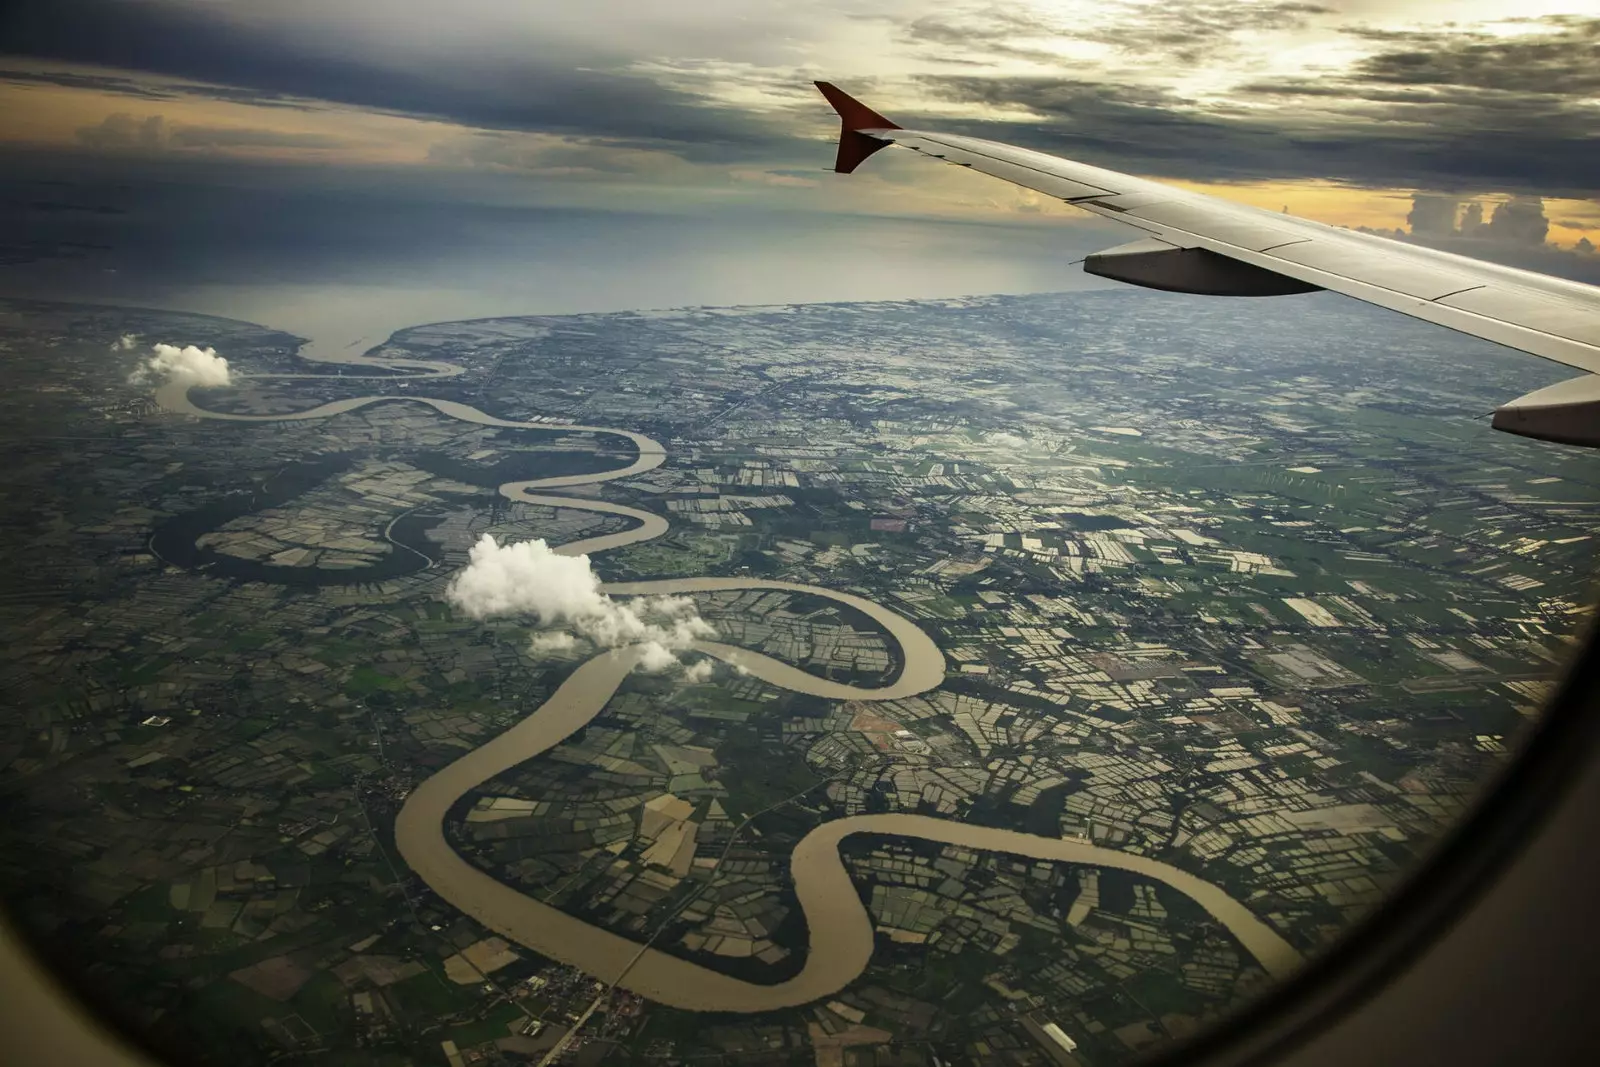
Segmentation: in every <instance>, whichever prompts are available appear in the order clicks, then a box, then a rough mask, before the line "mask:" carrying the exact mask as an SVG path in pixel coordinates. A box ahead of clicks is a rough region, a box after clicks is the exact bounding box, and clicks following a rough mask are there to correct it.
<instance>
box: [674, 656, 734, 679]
mask: <svg viewBox="0 0 1600 1067" xmlns="http://www.w3.org/2000/svg"><path fill="white" fill-rule="evenodd" d="M715 672H717V664H715V662H714V661H712V659H709V657H701V659H696V661H694V662H691V664H688V665H686V667H683V681H686V683H688V685H699V683H701V681H710V677H712V675H714V673H715ZM746 673H749V672H746Z"/></svg>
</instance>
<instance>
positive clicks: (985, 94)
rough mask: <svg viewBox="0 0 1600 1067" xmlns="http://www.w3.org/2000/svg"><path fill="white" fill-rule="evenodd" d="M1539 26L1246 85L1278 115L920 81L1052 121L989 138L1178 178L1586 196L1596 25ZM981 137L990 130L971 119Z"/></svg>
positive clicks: (1074, 90)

★ ★ ★ ★ ★

| Task objective |
In the records, find every line that has the string "positive" and copy it.

| Solution for this exercise |
positive clicks: (985, 94)
positive clicks: (1074, 90)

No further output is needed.